start

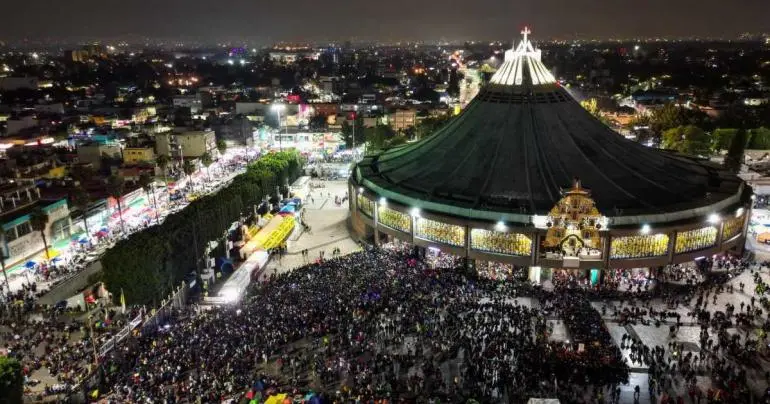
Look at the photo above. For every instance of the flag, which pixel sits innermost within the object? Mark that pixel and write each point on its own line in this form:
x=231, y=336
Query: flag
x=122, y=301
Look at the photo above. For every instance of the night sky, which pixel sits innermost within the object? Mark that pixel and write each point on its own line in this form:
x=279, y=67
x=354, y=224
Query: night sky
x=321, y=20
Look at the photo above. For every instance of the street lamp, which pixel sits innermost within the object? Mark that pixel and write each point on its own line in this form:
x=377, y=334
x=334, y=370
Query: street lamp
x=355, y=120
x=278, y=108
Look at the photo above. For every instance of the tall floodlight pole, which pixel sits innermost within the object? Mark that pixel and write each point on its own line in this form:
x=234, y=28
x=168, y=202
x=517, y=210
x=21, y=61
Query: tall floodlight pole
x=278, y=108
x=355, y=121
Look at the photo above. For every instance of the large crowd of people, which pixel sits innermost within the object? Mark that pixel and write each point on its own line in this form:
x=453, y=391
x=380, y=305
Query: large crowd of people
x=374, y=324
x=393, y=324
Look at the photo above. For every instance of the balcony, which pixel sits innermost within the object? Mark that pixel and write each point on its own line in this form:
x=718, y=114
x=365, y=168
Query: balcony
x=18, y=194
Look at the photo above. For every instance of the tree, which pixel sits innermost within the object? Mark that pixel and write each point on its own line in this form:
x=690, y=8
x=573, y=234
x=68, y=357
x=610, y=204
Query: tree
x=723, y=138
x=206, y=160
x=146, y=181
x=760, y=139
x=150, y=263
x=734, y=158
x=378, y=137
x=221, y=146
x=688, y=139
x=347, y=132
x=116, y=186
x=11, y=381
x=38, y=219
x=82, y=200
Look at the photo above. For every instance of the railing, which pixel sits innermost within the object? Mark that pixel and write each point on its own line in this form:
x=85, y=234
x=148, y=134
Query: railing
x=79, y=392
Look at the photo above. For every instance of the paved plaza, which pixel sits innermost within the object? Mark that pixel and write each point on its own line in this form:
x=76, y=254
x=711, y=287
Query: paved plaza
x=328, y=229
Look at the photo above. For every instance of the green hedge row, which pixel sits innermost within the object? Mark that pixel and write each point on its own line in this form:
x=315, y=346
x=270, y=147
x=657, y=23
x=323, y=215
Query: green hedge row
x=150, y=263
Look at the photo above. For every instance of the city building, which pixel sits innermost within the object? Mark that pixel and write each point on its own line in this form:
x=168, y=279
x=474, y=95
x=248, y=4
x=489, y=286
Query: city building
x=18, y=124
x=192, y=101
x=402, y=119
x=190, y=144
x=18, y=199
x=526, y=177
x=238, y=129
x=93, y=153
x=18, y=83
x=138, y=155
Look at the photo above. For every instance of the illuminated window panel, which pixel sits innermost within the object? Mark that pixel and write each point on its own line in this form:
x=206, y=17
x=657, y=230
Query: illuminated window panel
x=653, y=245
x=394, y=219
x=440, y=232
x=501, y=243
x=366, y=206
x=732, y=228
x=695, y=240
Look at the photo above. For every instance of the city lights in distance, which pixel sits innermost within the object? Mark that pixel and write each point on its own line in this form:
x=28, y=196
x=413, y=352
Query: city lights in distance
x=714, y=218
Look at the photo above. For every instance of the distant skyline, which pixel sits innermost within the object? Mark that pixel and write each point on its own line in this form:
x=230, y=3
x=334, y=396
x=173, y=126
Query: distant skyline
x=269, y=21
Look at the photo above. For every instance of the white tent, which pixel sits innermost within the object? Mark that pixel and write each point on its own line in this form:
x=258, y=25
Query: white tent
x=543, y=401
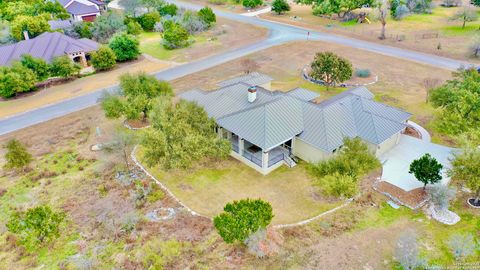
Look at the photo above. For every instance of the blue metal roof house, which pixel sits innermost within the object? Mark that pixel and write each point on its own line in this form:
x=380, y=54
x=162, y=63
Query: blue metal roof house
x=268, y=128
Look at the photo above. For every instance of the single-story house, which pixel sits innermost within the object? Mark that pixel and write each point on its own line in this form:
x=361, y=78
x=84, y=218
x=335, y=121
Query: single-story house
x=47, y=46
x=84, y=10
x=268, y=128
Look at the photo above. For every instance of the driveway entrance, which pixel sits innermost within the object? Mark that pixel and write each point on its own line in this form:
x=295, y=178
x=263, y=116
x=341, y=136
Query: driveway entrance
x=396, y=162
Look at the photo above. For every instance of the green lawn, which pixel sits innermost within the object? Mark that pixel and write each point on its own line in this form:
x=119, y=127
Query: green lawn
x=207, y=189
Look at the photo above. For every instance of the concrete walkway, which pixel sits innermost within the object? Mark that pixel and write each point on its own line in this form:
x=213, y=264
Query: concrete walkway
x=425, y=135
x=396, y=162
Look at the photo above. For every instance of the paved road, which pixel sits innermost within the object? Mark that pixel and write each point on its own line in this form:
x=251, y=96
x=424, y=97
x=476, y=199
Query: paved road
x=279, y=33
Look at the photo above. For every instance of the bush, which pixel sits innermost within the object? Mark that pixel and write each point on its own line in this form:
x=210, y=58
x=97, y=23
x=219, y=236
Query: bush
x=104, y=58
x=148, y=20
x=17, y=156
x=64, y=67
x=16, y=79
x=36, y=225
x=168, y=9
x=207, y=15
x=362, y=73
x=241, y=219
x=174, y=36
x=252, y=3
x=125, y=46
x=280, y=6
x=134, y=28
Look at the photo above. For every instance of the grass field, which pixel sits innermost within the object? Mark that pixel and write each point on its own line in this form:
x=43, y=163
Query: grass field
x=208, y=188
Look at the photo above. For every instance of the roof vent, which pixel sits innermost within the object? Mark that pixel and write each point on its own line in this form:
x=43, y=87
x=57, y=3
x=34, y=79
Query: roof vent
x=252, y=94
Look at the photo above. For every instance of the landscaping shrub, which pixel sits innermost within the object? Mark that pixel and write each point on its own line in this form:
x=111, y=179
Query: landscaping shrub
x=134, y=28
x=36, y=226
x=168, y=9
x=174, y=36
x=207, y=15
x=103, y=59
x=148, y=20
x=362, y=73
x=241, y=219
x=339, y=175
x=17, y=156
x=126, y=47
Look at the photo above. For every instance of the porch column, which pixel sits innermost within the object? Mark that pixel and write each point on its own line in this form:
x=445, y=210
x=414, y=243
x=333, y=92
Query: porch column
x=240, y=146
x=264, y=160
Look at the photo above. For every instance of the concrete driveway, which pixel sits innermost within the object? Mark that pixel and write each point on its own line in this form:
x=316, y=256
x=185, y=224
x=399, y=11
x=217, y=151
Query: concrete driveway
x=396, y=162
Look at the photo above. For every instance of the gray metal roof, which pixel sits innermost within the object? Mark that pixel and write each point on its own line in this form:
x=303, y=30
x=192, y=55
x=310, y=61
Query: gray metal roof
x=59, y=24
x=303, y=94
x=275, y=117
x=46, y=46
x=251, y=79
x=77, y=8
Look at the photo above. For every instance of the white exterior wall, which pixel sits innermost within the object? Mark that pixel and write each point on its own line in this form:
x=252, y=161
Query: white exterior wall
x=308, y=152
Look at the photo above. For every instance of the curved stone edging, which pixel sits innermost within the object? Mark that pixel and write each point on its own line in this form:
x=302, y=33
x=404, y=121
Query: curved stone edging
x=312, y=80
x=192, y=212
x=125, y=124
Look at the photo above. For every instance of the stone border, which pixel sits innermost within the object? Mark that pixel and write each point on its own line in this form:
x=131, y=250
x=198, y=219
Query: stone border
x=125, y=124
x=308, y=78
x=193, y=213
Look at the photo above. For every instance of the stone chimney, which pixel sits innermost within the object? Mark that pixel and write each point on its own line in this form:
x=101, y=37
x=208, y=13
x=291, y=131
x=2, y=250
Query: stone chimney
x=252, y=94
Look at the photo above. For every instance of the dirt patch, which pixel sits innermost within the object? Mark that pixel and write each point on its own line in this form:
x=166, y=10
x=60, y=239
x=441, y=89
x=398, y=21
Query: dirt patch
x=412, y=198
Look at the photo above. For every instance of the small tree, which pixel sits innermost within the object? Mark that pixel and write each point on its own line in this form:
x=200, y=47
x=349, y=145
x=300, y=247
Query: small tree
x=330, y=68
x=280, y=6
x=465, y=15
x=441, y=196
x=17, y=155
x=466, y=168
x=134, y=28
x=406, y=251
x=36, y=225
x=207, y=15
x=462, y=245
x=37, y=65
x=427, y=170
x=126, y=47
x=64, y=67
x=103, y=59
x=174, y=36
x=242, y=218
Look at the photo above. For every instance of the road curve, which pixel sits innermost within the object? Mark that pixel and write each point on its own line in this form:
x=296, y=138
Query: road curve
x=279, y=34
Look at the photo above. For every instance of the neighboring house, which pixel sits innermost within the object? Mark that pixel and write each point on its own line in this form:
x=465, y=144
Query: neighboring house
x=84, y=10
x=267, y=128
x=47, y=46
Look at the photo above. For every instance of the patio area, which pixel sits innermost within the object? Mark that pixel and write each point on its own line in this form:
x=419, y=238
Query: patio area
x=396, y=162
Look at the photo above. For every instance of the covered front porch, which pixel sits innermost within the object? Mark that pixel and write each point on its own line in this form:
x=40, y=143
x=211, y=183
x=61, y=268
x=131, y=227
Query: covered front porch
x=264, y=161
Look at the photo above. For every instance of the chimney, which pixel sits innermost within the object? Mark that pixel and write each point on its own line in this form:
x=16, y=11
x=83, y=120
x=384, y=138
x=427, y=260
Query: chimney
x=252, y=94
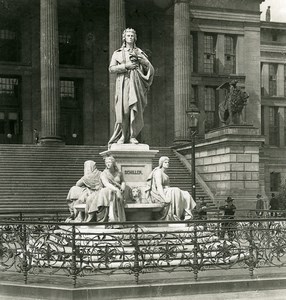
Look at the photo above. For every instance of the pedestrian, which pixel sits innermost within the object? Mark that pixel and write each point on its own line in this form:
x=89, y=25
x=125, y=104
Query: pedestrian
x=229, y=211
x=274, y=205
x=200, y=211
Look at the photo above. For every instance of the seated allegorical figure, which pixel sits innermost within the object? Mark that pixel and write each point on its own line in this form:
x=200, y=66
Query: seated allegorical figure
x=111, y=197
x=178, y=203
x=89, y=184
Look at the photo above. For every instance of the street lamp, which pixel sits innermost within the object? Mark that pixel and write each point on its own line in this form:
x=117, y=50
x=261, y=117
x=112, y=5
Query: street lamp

end

# [Task brief]
Can you copy the records from the start through the line containing "x=321, y=20", that line included, swapping "night sky" for "evening sky" and changing nothing else? Leave the pictures out of the answer.

# [Problem solution]
Look at the photo above. For every instance of the flag, which pixel sits innermost within the object? Mark that pixel and write each point on its own line in this form:
x=231, y=336
Query: flag
x=122, y=301
Look at the photo above. For every instance of the evening sky, which pixel sits innermost within the object? Mark that pixel and write each point on its own line in this form:
x=279, y=67
x=354, y=224
Query: evening sky
x=321, y=20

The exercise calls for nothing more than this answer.